• _PASSAGE FOR REVIEW_

(BIVN) – The State of Hawaiʻi continues to showcase its resolve to enforce the mandatory 14-day travel quarantine for out-of-state arrivals during the COVID-19 pandemic, and on Saturday it shared an example of how its done.
The Hawaiʻi COVID-19 Joint Information Center recorded and distributed a video interview with Kevin Barnard, an arrival from California, who recently completed his quarantine on Hawaiʻi island.
21-year-old Barnard and his 23-year-old brother Liam both got tested for COVID-19 before flying from the mainland to Hawai‘i, although it was not yet required, and took up residence in a family home in Waimea.
The State reports Barnard “is a recent college graduate and is spending the summer doing research work prior to entering a graduate program either in-person or virtually this fall.”
During the interview, Barnard described a typical day in quarantine. “I wake up. I get on my laptop, start to work away, go to a couple of virtual meetings, video chat, make meals in between, and that was about it. It’s pretty boring,” he said.

• _AIM OF THE EXERCISE_
Quote the full article about a California arrival's quarantine in Hawaiʻi word for word.

Dataset records
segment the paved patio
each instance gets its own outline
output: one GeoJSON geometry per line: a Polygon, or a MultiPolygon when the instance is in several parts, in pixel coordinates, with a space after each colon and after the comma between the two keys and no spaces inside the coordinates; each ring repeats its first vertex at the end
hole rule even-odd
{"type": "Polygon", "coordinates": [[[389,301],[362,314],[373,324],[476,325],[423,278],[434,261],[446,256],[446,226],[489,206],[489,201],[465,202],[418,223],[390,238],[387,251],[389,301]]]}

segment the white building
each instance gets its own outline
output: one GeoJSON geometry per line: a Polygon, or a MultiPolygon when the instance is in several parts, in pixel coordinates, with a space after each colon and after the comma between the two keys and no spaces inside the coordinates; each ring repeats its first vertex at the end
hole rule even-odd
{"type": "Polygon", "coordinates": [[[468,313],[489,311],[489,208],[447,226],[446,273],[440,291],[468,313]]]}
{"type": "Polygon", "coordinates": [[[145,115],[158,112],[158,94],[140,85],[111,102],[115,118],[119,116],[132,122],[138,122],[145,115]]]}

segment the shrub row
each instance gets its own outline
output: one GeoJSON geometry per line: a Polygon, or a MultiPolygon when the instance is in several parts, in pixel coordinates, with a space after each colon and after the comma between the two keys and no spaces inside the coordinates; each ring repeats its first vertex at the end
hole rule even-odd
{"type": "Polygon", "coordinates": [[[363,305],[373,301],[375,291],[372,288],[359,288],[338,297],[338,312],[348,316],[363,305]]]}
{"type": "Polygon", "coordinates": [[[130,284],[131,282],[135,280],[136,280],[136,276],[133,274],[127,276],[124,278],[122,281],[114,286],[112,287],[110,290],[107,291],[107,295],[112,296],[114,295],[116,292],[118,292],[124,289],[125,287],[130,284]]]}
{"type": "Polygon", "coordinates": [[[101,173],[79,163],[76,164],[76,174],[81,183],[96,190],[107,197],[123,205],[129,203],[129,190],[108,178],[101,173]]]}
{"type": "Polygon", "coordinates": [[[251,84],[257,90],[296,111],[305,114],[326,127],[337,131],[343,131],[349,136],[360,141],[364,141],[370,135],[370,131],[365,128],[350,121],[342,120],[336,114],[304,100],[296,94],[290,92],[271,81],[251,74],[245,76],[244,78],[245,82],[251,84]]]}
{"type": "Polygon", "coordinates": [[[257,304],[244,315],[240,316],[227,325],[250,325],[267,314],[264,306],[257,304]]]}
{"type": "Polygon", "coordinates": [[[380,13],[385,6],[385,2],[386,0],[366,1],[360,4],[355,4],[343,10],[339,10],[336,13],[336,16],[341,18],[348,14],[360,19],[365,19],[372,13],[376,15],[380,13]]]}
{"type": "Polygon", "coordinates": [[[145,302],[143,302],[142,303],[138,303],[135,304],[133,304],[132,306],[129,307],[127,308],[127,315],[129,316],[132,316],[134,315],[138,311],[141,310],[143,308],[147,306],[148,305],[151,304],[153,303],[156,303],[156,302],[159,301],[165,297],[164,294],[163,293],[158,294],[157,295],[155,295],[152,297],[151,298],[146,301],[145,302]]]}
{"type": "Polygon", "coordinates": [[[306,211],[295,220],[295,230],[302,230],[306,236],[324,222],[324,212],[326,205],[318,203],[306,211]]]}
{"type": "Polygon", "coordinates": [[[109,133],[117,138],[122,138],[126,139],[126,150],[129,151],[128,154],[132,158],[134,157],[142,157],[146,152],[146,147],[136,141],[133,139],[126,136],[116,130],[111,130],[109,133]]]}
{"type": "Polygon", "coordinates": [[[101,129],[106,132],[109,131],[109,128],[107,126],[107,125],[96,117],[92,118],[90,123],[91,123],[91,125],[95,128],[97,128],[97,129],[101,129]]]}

• _ANSWER BELOW_
(BIVN) – The State of Hawaiʻi continues to showcase its resolve to enforce the mandatory 14-day travel quarantine for out-of-state arrivals during the COVID-19 pandemic, and on Saturday it shared an example of how its done.
The Hawaiʻi COVID-19 Joint Information Center recorded and distributed a video interview with Kevin Barnard, an arrival from California, who recently completed his quarantine on Hawaiʻi island.
21-year-old Barnard and his 23-year-old brother Liam both got tested for COVID-19 before flying from the mainland to Hawai‘i, although it was not yet required, and took up residence in a family home in Waimea.
The State reports Barnard “is a recent college graduate and is spending the summer doing research work prior to entering a graduate program either in-person or virtually this fall.”
During the interview, Barnard described a typical day in quarantine. “I wake up. I get on my laptop, start to work away, go to a couple of virtual meetings, video chat, make meals in between, and that was about it. It’s pretty boring,” he said.